Entries from a dataset
--*--
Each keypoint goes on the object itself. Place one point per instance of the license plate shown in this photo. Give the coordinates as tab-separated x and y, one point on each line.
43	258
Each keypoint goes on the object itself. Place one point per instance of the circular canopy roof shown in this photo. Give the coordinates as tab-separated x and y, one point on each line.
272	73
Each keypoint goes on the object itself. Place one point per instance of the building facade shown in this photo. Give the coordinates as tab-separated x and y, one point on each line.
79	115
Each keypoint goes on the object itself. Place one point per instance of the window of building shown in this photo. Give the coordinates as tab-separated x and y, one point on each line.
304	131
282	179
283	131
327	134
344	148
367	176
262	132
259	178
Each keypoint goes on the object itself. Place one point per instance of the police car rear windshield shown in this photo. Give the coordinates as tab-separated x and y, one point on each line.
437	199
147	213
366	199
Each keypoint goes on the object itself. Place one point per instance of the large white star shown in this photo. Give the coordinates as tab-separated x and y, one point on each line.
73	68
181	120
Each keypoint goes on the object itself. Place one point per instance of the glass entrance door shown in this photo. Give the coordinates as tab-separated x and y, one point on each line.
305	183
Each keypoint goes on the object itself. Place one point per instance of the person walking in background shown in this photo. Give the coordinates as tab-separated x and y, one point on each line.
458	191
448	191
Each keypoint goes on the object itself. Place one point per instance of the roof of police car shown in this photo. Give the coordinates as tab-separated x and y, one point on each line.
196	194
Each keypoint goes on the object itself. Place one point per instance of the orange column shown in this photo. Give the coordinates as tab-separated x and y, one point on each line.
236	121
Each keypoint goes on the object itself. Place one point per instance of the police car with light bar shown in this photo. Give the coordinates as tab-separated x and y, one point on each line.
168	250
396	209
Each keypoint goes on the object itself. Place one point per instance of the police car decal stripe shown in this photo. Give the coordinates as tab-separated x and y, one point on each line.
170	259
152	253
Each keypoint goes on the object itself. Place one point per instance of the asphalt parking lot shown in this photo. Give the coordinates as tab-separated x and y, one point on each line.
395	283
--*--
» TASK DETAILS:
Can you rewrite the rows above, switching each "keypoint" to "marker" and leaving everything else unchanged?

» OUTPUT:
Each marker goes on the object itself. Place one point per instance of the license plate shown in this photo. Give the coordinates as tab-separated x and y, one point on each line.
43	258
Each marker goes on the object itself. Place one point per instance of the circular canopy roof shown in this photo. Give the coordinates as tab-separated x and y, one point on each line.
272	73
Each marker goes on the object itself. Place one point per instance of the building facade shown in this photo. Give the coordinates as tab-separated x and y, one point on each line.
79	115
Each marker goes on the object itself. Place one point per instance of the window of building shown in this photo. Give the coordinates as tab-separated x and y, one point on each line.
304	131
282	179
283	131
327	134
344	148
367	176
262	132
259	178
Each marker goes on the object itself. Place one point per instance of the police car rear windshield shown in this photo. Give the coordinates as tab-separated x and y, one point on each line.
437	199
147	213
366	199
Each marker goes on the object itself. Place one point per instance of the large white star shown in this photo. Give the coordinates as tab-separated x and y, one point on each line.
73	68
181	120
Each marker goes on the object itself. Place one point per instance of the glass entrance door shown in this photo. Give the coordinates as tab-separated x and y, one point on each line.
305	183
Each marker goes on the object itself. Place one point per instance of the person walking in background shown in this photo. Give the coordinates as tab-separated x and y, one point on each line.
458	191
448	191
Each marker goes on the object itself. Place one point per instance of the roof of police car shown in this photo. Give the coordinates as tab-separated x and y, one point on each line.
196	194
Each marker goes on the object itself. Place one point per instance of the orange column shown in this photo. Give the coordinates as tab-separated x and y, one point on each line.
236	121
Each marker goes on the object itself. Place one point per instance of the police car with light bar shown in this photo. Give the coordinates as tab-separated x and y, one point on each line.
168	250
396	209
Each marker goes on the object itself. Place one point per instance of the police car decal stripe shown in this photo. Give the coordinates as tab-separated x and y, one point on each line.
170	259
152	253
Each marker goes on the object itself. Place one point per instance of the asphalt parking lot shown in this photo. Give the coordinates as tab-separated x and y, one point on each line.
395	283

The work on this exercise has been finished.